§ What is required
Retype the records, starting at their beginning and going on through the line that contains "box: [200, 145, 223, 151]", with both ends included. Leave the pictures out of your answer.

§ Data for this task
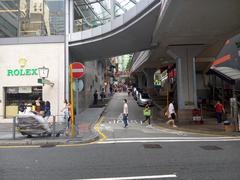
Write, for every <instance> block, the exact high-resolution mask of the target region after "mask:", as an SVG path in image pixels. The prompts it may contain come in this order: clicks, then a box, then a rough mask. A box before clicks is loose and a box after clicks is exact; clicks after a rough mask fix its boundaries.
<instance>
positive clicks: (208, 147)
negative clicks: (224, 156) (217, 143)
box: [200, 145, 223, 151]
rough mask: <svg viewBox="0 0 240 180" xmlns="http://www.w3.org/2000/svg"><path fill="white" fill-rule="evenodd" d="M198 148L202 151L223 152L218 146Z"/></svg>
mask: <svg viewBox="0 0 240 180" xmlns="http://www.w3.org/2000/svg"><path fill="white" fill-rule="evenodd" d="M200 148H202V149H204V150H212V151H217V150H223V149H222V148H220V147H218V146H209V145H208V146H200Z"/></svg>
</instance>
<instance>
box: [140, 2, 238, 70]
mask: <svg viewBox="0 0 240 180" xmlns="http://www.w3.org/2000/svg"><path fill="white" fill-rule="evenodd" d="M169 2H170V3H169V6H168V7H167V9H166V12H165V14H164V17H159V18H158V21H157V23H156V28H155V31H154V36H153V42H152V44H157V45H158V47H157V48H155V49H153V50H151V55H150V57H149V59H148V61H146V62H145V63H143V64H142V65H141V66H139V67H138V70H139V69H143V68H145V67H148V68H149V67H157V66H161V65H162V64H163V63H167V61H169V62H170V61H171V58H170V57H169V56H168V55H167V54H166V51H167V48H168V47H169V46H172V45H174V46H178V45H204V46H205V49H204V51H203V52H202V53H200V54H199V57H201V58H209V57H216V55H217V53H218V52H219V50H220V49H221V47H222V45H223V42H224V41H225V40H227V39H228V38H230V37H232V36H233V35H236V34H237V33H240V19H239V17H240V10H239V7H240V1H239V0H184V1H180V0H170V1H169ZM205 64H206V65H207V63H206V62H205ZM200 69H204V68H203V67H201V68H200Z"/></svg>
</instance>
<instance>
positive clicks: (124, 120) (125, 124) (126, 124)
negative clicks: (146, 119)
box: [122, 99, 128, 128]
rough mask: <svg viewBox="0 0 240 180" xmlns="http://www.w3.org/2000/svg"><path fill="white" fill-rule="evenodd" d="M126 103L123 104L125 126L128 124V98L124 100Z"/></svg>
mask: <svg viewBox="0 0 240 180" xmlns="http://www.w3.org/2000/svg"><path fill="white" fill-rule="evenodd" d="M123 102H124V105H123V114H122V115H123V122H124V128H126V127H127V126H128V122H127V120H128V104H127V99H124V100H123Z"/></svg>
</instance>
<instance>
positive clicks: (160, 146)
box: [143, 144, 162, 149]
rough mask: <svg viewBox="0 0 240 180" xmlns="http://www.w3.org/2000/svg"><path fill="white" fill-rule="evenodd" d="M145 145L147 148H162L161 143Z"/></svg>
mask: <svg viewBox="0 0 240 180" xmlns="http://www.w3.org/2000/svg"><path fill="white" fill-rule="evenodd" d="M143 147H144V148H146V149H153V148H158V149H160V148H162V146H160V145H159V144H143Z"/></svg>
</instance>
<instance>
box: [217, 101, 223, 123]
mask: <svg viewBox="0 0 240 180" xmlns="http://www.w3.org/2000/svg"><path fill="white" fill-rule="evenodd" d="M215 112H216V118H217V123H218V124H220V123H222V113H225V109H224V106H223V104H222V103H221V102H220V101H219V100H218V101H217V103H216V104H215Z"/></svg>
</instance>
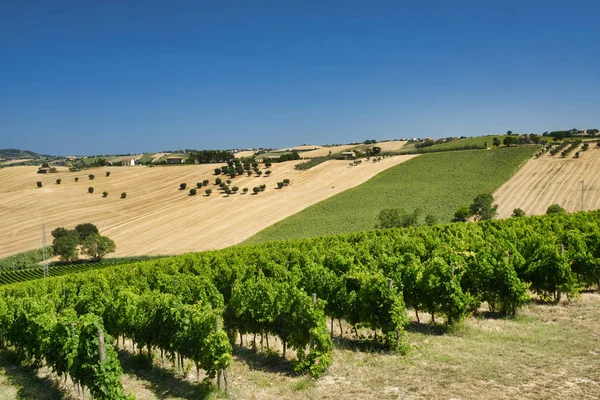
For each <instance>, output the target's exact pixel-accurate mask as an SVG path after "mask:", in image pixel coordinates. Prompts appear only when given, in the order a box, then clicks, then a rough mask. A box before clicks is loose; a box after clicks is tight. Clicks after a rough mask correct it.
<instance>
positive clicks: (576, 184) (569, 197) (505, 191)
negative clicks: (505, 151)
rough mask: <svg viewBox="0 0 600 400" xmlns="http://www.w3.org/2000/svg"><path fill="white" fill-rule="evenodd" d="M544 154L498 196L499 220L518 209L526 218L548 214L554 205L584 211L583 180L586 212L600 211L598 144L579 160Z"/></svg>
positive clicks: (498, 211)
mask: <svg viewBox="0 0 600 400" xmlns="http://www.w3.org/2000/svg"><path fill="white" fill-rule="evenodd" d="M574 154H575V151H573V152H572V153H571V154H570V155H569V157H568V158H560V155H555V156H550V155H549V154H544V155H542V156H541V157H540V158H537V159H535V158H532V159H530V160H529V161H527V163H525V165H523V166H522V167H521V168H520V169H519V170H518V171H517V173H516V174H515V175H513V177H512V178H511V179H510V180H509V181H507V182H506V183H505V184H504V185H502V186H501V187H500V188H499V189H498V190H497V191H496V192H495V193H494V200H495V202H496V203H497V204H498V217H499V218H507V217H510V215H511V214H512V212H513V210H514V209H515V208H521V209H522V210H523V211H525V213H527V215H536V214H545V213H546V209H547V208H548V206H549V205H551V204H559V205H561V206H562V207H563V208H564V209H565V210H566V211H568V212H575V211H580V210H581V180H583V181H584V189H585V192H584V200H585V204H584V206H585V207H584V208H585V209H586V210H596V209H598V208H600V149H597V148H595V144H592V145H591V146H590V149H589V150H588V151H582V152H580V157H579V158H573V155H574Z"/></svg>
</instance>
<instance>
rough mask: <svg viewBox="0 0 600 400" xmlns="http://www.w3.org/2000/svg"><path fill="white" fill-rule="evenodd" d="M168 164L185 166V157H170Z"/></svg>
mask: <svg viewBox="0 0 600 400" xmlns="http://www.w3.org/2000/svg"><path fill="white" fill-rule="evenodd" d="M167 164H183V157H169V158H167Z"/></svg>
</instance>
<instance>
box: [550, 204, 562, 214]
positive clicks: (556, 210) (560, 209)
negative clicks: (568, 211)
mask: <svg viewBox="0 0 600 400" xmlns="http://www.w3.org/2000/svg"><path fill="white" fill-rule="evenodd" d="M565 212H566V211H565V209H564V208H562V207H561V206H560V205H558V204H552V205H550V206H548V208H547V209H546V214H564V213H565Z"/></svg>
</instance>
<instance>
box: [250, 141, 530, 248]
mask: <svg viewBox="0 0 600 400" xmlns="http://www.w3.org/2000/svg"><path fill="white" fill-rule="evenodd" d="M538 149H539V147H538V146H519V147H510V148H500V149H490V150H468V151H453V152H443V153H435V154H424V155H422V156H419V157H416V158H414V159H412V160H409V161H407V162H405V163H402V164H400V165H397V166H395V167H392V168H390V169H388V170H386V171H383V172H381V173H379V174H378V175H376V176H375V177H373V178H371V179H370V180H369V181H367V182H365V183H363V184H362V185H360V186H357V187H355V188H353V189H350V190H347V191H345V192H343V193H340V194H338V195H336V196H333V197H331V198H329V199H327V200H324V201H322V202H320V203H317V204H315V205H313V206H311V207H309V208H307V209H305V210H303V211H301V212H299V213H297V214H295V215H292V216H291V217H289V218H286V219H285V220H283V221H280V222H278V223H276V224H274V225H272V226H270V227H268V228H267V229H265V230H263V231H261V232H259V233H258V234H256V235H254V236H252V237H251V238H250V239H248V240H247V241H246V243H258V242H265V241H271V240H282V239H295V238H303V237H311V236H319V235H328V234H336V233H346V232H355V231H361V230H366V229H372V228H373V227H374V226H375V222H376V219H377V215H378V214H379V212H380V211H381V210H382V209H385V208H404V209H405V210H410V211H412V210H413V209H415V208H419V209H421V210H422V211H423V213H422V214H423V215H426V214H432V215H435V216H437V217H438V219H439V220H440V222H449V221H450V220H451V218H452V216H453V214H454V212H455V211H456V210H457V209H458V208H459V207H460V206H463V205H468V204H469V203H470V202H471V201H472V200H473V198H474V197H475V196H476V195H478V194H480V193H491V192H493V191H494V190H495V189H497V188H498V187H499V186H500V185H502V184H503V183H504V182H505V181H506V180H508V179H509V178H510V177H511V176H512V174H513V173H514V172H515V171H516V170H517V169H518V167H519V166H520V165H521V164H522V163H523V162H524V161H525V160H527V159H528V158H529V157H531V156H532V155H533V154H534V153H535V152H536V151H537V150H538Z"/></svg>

§ Output for this task
Write, for every <instance> block, the exact high-resolution mask of the target region after "mask:", as an SVG path in image pixels. The prompts it may contain come in this order: clicks, then a box, then a rough mask. A box before clicks is loose and a box after clicks is exact; clicks after a rough mask fix its boundaries.
<instance>
positive clicks: (208, 147)
negative clicks: (224, 156) (217, 143)
box: [200, 145, 223, 151]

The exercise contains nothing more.